Actions to take
1. Write out the passage of the reflection on paradise and wilderness from "Jesus public ministry" to "of paradise lie?".
2. Rewrite the entries from the first line through the line with "<point>302,269</point>", replacing "Would you mind spotting" with "Please locate" and keeping everything else the same. Give only those lines.

Text passage
Interlude played by Michael Baum ‘Somewhere over the rainbow’ from The Wizard of Oz by Harold Arlen & Yip Harburg
This Lent has felt like the longest because of the long lens ‘Paniversary’ has lent to it, If lent feels like its been happening for a year its because we’ve begun to understand the concept of wilderness not rationally but physically.
I offered a suggestion last week that paradise and wilderness operate as opposites and, like the Yin and Yang symbol, the seed of each opposite can be found in the heart of the other. I used the image of the walled garden, from the original meaning of the word Paradise, which contains lurking somewhere within it the seed of the wild, just enough to be fruitful; or to bring total destruction…
but what of the wilderness – what is the trace element of paradise which is to be found in wilderness?
Jesus public ministry as described in the accounts in the Christian scriptures begins with his retreat into wilderness and concludes with his bringing the element of wilderness into the orderly confines of the city, the moment we celebrate today; when riding on a unbroken colt through palm branches in an apparent inversion of Imperial authority, the wilderness returns to Jerusalem.
It is easy to see what Paradise offers, contentment, security, stability, a lazy river flowing through, plenty to eat, grazing land and planting, places to play.
But where in wilderness does the seed of paradise lie?
If we are able to set down defensiveness, put off the armour that everyday life in a competitive commercialised society imposes on us, what is revealed might be open; vulnerable, gentle and tender – and the curious side which is revealed, the side with engages with uncertainty and discovery, is also the side which attends to what is described as the numinous: the awareness or sense of the sacred or divine.
When Jesus turns over the tables in the outer Temple he upsets the notion of religion as a structure which participating in the state upholds the values of the state and offers a different notion of radical possibility – and goes on through the tumult of his ordeal in the final week of his life to outline the most radical vision of society ever articulated: hear it:
Love God and love your neighbour as yourself.’
Last week we broke off with the sense of teetering at the brink of the numinous; affirming a sense of the sacred, not just as an inner experience of our own deepest self but, setting aside defensiveness, and fear of being seen as crazy, living fully into the sacred, leaning in with tenderness and curiosity to live fully; beyond the boundaries of the known… over that rainbow…
Beyond ourselves, beyond our own boundaries, in ways which our modern rationalistic selves find unconsionable and strange, ways we mock as ‘woo’. But in our twenty first century rationalist paradise we’d all far rather be the authors of our own fate thanks very much, and we are all addicted to the modernist myths of new thought: that we must determine our own happiness, make our own luck, that our wellbeing is the consequence of our best personal effort, fought for insisted upon, relentlessly manifesting our own blessings.
Of course this self curated sort of paradise is one that emphasises the wall, rather than the garden, and when such walls crash down, as they are wont to do, we crash down with them. It is when we crash, when our self-built tower falls that we are forced to re admit the force of change that is beyond us, not within us:
On Wednesday I read again these great words of Paul Tillich –
Grace strikes us when we are in great pain and restlessness. It strikes us when we walk through the dark valley of a meaningless and empty life. It strikes us when we feel that our separation is deeper than usual, .… It strikes us when our contempt for our own being, our indifference, our weakness, our hostility, and our lack of direction and composure have become intolerable to us. It strikes us when … the longed-for perfection of life does not appear, when the old compulsions reign within us … when despair destroys all joy and courage.

Supplied data
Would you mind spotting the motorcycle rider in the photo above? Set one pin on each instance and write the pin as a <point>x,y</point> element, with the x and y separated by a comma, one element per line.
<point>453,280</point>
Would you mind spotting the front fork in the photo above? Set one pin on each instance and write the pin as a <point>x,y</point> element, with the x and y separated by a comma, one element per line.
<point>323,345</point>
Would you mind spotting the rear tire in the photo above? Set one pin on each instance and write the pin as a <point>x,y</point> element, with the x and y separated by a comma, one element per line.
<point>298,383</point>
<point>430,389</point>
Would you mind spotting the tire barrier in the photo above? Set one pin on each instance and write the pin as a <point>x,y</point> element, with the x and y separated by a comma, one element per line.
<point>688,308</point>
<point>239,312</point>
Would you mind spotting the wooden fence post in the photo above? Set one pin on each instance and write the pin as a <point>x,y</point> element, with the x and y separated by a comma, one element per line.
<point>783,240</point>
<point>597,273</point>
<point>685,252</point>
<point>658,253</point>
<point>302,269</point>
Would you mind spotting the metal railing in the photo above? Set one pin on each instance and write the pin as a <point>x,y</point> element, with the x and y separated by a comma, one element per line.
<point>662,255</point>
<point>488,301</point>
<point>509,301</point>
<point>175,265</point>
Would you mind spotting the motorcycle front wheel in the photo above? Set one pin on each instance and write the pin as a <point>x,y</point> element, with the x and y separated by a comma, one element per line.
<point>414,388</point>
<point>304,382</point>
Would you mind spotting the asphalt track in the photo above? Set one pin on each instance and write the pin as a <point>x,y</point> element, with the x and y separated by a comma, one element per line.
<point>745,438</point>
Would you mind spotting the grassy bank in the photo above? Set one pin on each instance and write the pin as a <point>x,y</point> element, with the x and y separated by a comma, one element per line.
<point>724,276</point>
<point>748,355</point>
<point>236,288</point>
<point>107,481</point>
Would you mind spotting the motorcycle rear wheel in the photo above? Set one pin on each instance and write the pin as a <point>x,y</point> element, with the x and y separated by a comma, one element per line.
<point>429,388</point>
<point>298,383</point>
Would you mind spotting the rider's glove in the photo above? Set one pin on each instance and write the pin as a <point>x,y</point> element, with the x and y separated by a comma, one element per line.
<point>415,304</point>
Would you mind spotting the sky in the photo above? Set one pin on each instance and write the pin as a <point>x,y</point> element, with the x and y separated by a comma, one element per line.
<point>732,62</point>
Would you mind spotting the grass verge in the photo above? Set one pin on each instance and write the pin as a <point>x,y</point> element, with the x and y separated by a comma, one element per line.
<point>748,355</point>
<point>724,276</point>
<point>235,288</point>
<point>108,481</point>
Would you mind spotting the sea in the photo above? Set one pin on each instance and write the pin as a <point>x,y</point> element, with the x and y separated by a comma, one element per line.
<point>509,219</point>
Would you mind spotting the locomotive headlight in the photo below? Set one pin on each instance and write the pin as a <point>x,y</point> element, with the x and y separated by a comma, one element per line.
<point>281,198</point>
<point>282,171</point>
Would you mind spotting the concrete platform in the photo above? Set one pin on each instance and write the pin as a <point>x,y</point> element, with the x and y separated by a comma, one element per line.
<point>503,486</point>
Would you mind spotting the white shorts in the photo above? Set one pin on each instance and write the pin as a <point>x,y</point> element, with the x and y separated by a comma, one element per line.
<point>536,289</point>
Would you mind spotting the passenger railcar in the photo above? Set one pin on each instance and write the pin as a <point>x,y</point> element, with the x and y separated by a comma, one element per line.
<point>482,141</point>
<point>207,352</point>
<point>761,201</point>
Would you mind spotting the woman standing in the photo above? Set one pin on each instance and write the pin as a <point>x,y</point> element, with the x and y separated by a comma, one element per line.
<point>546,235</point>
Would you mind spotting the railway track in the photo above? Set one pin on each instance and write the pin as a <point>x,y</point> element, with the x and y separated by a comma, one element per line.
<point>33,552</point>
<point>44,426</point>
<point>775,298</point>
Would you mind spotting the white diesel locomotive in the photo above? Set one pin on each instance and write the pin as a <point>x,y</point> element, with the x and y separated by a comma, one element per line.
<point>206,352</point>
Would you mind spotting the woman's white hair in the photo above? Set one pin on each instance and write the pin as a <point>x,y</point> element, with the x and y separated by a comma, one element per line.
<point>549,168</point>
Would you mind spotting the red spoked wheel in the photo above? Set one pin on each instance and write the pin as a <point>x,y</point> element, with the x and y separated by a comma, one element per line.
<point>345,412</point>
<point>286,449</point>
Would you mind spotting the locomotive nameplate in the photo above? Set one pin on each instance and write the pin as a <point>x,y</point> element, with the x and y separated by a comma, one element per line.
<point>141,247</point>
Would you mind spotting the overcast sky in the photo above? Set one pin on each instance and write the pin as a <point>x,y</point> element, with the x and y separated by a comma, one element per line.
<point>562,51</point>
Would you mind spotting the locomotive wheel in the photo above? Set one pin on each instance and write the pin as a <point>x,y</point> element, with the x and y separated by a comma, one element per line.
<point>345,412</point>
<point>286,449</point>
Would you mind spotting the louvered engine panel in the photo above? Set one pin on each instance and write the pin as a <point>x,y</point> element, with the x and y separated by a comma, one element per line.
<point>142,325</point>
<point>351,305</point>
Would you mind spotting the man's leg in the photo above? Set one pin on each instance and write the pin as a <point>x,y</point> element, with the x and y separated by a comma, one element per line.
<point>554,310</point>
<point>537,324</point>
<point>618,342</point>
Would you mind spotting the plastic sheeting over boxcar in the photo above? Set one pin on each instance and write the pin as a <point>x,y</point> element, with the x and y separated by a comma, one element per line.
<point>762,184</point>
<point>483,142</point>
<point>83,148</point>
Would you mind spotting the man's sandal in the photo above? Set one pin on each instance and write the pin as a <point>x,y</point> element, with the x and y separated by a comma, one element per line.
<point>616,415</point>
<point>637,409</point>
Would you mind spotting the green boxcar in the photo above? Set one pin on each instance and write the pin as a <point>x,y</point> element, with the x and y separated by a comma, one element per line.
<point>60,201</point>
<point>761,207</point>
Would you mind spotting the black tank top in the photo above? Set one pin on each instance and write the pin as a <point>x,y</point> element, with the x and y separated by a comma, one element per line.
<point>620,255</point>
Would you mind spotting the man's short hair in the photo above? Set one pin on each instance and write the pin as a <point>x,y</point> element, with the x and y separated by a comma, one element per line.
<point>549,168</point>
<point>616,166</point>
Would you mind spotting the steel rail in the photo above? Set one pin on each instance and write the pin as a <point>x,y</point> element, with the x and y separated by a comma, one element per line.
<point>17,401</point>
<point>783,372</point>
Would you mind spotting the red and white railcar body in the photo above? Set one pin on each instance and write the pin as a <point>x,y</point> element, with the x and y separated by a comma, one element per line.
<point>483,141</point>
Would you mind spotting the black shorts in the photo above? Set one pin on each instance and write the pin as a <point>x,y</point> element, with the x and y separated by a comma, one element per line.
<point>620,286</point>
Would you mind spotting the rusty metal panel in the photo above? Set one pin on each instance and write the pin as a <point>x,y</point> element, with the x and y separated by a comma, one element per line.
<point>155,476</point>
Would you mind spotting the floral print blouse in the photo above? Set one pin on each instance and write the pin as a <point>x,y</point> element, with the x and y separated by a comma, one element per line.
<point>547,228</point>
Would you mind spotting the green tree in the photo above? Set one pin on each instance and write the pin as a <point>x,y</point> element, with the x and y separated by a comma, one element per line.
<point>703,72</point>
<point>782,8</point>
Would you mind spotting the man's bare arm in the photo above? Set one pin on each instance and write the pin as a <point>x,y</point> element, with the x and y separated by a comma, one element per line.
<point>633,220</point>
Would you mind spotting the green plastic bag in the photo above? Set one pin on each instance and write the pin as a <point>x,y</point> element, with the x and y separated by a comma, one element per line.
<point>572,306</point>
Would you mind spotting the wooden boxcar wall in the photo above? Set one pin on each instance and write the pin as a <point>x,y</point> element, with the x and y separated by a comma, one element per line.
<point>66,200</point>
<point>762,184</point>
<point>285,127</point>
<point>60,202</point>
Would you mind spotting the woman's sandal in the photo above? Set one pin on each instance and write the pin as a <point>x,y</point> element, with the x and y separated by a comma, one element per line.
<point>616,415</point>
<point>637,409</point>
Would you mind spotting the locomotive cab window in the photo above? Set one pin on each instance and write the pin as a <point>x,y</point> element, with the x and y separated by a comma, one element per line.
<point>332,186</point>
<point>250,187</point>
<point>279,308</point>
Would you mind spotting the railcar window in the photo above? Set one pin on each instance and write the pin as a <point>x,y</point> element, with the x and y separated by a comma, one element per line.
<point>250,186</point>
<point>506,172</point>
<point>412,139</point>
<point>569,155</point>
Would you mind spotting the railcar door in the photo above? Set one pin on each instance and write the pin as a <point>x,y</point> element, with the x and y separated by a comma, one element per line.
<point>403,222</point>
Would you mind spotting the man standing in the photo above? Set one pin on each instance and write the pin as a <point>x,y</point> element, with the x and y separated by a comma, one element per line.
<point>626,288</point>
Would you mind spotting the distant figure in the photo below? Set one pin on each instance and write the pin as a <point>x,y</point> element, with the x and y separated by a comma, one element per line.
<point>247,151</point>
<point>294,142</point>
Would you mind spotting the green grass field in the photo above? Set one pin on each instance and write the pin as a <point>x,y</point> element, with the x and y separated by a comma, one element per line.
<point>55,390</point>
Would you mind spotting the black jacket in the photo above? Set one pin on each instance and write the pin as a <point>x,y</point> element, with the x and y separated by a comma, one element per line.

Responses
1.
Jesus public ministry as described in the accounts in the Christian scriptures begins with his retreat into wilderness and concludes with his bringing the element of wilderness into the orderly confines of the city, the moment we celebrate today; when riding on a unbroken colt through palm branches in an apparent inversion of Imperial authority, the wilderness returns to Jerusalem.
It is easy to see what Paradise offers, contentment, security, stability, a lazy river flowing through, plenty to eat, grazing land and planting, places to play.
But where in wilderness does the seed of paradise lie?

2.
Please locate the motorcycle rider in the photo above? Set one pin on each instance and write the pin as a <point>x,y</point> element, with the x and y separated by a comma, one element per line.
<point>453,280</point>
Please locate the front fork in the photo above? Set one pin on each instance and write the pin as a <point>x,y</point> element, with the x and y separated by a comma, one element per line.
<point>323,345</point>
Please locate the rear tire in the photo above? Set one pin on each instance and write the pin as a <point>x,y</point> element, with the x and y separated by a comma, one element per line.
<point>298,383</point>
<point>430,389</point>
Please locate the tire barrier in the photo above? Set one pin on each instance and write the pin as a <point>x,y</point> element, with the x and y separated by a comma, one element per line.
<point>688,308</point>
<point>239,312</point>
Please locate the wooden fence post in the photo above? Set one pin on each instance and write the pin as a <point>x,y</point> element, with the x and y separated by a comma, one element per line.
<point>783,240</point>
<point>597,273</point>
<point>685,252</point>
<point>658,253</point>
<point>302,269</point>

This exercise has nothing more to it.